##### MATERIAL PROVIDED #####

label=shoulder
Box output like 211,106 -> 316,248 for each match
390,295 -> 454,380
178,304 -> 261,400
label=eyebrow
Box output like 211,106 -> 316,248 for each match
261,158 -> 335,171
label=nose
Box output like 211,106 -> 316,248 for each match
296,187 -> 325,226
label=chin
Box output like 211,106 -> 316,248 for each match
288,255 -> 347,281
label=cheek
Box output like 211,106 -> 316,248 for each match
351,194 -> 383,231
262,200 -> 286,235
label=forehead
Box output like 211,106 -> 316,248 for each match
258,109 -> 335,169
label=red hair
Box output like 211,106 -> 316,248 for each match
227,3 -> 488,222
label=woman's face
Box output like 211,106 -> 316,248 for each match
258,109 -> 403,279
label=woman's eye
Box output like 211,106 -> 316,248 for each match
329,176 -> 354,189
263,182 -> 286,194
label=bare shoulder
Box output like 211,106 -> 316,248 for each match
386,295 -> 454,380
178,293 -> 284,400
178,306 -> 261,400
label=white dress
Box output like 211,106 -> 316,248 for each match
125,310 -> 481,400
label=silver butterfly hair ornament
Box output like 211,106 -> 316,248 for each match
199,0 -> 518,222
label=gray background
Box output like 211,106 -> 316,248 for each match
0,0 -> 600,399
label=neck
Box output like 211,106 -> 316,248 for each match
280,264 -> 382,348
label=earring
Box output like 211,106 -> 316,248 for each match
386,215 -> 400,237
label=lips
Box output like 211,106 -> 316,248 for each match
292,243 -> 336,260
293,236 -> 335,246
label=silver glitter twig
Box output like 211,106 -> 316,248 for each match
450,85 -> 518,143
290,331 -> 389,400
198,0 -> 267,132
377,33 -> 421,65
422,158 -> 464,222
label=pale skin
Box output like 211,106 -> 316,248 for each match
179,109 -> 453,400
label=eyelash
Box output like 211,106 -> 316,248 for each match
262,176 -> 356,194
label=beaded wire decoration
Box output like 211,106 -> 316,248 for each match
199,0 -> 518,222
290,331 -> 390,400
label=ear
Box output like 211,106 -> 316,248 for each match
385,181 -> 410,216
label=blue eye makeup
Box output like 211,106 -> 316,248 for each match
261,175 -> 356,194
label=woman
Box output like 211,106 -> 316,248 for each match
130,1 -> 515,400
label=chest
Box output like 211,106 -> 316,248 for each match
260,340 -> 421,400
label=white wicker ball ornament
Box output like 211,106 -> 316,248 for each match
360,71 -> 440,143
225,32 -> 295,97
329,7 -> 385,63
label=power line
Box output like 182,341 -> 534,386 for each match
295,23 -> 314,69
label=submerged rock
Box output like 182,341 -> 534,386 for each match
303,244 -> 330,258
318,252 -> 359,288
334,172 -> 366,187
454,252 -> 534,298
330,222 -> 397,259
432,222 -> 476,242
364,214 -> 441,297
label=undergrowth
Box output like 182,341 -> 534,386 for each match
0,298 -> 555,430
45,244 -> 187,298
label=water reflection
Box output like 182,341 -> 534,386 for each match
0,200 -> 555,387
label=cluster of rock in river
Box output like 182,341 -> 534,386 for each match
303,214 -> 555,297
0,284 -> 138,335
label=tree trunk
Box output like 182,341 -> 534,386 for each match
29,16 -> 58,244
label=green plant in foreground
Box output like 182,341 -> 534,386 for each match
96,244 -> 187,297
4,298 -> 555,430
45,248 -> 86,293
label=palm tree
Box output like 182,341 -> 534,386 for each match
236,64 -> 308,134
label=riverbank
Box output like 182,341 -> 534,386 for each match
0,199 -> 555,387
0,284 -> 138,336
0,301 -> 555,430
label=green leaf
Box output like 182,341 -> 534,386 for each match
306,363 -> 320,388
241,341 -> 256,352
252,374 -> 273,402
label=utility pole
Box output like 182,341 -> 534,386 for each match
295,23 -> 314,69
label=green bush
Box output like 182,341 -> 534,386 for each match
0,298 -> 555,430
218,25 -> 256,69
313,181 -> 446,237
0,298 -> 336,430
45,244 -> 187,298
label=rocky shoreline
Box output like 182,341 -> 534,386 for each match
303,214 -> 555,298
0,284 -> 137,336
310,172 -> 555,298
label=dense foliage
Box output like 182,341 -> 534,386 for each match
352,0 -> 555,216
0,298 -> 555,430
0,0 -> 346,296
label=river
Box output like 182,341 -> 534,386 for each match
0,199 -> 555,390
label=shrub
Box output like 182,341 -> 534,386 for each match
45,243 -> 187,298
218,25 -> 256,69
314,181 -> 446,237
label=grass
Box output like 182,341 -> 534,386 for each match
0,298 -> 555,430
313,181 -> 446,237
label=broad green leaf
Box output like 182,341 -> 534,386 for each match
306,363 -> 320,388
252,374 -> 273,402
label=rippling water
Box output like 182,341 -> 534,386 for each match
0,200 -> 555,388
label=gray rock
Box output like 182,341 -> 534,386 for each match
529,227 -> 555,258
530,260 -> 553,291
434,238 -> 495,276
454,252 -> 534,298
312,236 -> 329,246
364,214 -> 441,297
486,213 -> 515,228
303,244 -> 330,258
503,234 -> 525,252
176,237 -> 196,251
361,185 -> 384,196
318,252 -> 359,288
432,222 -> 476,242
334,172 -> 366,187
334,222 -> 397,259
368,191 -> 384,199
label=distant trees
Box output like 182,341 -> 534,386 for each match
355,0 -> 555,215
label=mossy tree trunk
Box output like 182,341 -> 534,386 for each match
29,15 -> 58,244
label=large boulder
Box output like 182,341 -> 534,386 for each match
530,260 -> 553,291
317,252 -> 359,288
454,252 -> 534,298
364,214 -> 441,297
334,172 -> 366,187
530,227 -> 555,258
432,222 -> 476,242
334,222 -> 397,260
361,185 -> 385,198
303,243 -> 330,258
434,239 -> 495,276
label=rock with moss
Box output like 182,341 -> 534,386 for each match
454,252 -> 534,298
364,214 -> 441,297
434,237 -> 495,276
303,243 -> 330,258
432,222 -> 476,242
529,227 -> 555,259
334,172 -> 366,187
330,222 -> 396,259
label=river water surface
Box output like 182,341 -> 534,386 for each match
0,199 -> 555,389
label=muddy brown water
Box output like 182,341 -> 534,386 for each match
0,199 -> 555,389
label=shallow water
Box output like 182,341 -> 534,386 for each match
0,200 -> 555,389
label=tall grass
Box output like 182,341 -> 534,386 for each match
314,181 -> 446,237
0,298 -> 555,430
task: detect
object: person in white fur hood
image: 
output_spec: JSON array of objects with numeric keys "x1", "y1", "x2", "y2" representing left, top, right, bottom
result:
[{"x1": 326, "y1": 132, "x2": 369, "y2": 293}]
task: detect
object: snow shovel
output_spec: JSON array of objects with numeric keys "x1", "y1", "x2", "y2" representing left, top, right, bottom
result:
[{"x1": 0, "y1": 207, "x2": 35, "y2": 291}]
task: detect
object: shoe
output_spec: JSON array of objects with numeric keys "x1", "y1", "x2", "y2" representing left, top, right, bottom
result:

#####

**WHAT THIS TASK INVOLVES**: Copy all of the material above word for word, with every line in its original order.

**COMPLETE ANSWER**:
label=shoulder
Box output like 211,106 -> 316,248 for each match
390,295 -> 454,380
178,304 -> 261,400
label=eyebrow
Box output like 211,106 -> 316,248 for each match
261,158 -> 335,171
label=nose
Box output like 211,106 -> 316,248 for each match
296,187 -> 325,226
label=chin
Box output like 211,106 -> 316,248 for each match
288,255 -> 347,281
label=cheek
Box output like 211,106 -> 316,248 for each match
351,194 -> 383,231
262,200 -> 286,235
label=forehead
Box output like 211,106 -> 316,248 for each match
258,109 -> 335,169
label=red hair
Box output like 211,106 -> 316,248 for each match
227,3 -> 488,222
label=woman's face
Box output like 211,106 -> 316,248 for each match
258,109 -> 403,279
label=woman's eye
Box output like 211,106 -> 316,248 for each match
329,176 -> 354,189
263,182 -> 286,194
label=bare shoulder
Box output like 211,106 -> 316,248 for each match
386,295 -> 454,380
178,293 -> 284,400
178,306 -> 261,400
label=white dress
Box output like 211,106 -> 316,248 for each match
125,310 -> 481,400
label=silver butterfly hair ornament
Box output like 211,106 -> 316,248 for each match
199,0 -> 518,222
label=gray background
Box output like 211,106 -> 316,248 for each match
0,0 -> 600,399
label=neck
Box output like 211,106 -> 316,248 for each match
280,264 -> 382,348
label=earring
Box output like 211,106 -> 316,248 for each match
386,215 -> 400,237
label=lips
Box output like 211,106 -> 316,248 for each match
292,243 -> 336,260
293,236 -> 335,246
label=silver glitter twig
Box output like 211,106 -> 316,248 for each match
450,85 -> 518,143
290,331 -> 389,400
198,0 -> 267,132
377,33 -> 421,65
422,158 -> 464,222
label=pale skin
Box output like 211,106 -> 316,248 for each match
179,109 -> 453,400
label=eyelash
Box output like 211,106 -> 316,248 for each match
262,176 -> 356,194
label=beaded wire decoration
Box output like 211,106 -> 316,248 for each match
199,0 -> 518,222
290,331 -> 390,400
label=ear
Box output like 211,106 -> 316,248 for each match
385,181 -> 410,216
label=blue eye makeup
Box output like 211,106 -> 316,248 for each match
261,175 -> 356,194
label=woman
Box output like 211,106 -> 316,248 for each match
130,1 -> 515,400
label=chest
Box output like 211,106 -> 316,248 for each match
260,340 -> 421,400
label=white wicker ball ornament
Box output like 211,106 -> 316,248 for each match
360,71 -> 440,143
225,32 -> 295,97
329,7 -> 385,63
label=power line
Box output like 182,341 -> 534,386 for each match
295,23 -> 314,69
label=submerged rock
Box output like 182,341 -> 534,386 for each match
303,244 -> 330,258
318,252 -> 359,288
334,172 -> 366,187
454,252 -> 534,298
330,222 -> 397,259
432,222 -> 476,242
364,214 -> 441,297
label=undergrowth
Box output like 182,341 -> 534,386 for each match
0,298 -> 555,430
45,244 -> 187,298
label=water reflection
Box output like 182,341 -> 534,386 for each match
0,200 -> 555,387
label=cluster of rock in river
Box output like 182,341 -> 534,386 for each match
303,214 -> 555,297
0,284 -> 138,335
label=tree trunk
Box output like 182,341 -> 534,386 for each match
29,16 -> 58,244
label=green plant in foreground
Box output like 182,341 -> 534,386 for each match
96,244 -> 187,297
4,298 -> 555,430
45,248 -> 86,293
label=palm tree
Box output like 182,341 -> 534,386 for each match
236,64 -> 308,134
label=riverbank
Box output like 182,341 -> 534,386 for each match
0,199 -> 555,387
0,284 -> 138,336
0,301 -> 555,430
label=green leaf
Box output like 182,341 -> 534,386 for each match
306,363 -> 320,388
241,341 -> 256,352
252,374 -> 273,402
label=utility pole
Box output like 182,341 -> 534,386 for each match
295,23 -> 314,69
label=green bush
Box output like 182,341 -> 534,386 for each match
0,298 -> 555,430
218,25 -> 256,69
313,181 -> 446,237
0,298 -> 336,430
45,244 -> 187,298
label=rocky shoreline
Box output like 182,341 -> 534,386 for each match
303,214 -> 555,298
0,284 -> 137,336
310,172 -> 555,298
label=dense foliage
Box output like 182,341 -> 534,386 for each match
352,0 -> 555,216
0,298 -> 555,430
0,0 -> 346,296
label=river
Box output like 182,341 -> 534,386 for each match
0,199 -> 555,390
label=shrub
Box output like 182,341 -> 534,386 for each match
45,243 -> 187,298
218,25 -> 256,69
314,181 -> 446,237
label=grass
Box output like 182,341 -> 534,386 for each match
0,298 -> 555,430
313,181 -> 446,237
label=broad green leaf
Box output like 182,341 -> 534,386 for each match
306,363 -> 320,388
252,374 -> 273,402
label=rippling water
Box output like 182,341 -> 534,386 for each match
0,200 -> 555,388
label=gray rock
Box output like 182,341 -> 534,386 for each match
529,227 -> 555,258
530,260 -> 553,291
434,238 -> 495,276
454,252 -> 534,298
312,236 -> 329,246
364,214 -> 441,297
486,213 -> 515,228
303,244 -> 330,258
503,234 -> 525,252
176,237 -> 196,251
361,185 -> 384,196
318,252 -> 359,288
432,222 -> 476,242
334,172 -> 366,187
334,222 -> 397,259
368,191 -> 384,199
label=distant trees
Box output like 182,341 -> 534,386 for each match
355,0 -> 555,215
label=mossy tree trunk
Box output like 182,341 -> 534,386 for each match
29,15 -> 58,244
label=large boulder
Box output like 182,341 -> 534,386 for each match
530,260 -> 553,291
317,252 -> 359,288
454,252 -> 534,298
364,214 -> 441,297
334,172 -> 366,187
530,227 -> 555,258
432,222 -> 476,242
334,222 -> 397,260
361,185 -> 385,198
303,243 -> 330,258
434,239 -> 495,276
label=rock with moss
Box output like 182,341 -> 534,386 for each match
454,252 -> 534,298
364,214 -> 441,297
434,237 -> 495,276
303,243 -> 330,258
432,222 -> 476,242
529,227 -> 555,259
334,172 -> 366,187
330,222 -> 396,259
label=river water surface
Box output like 182,341 -> 534,386 for each match
0,199 -> 555,389
label=muddy brown water
Box output like 182,341 -> 534,386 for each match
0,199 -> 555,389
label=shallow water
Box output like 182,341 -> 534,386 for each match
0,200 -> 555,389
label=tall grass
Box output like 182,341 -> 534,386 for each match
314,181 -> 446,237
0,298 -> 555,430
task: detect
object: person in white fur hood
image: 
output_spec: JSON array of objects with numeric keys "x1", "y1", "x2", "y2" representing left, top, right, bottom
result:
[{"x1": 326, "y1": 132, "x2": 369, "y2": 293}]
task: detect
object: snow shovel
output_spec: JSON array of objects with numeric keys "x1", "y1", "x2", "y2" representing left, top, right, bottom
result:
[{"x1": 0, "y1": 207, "x2": 35, "y2": 291}]
task: detect
object: shoe
output_spec: JSON array of objects with numeric keys "x1", "y1", "x2", "y2" representing left, top, right, bottom
result:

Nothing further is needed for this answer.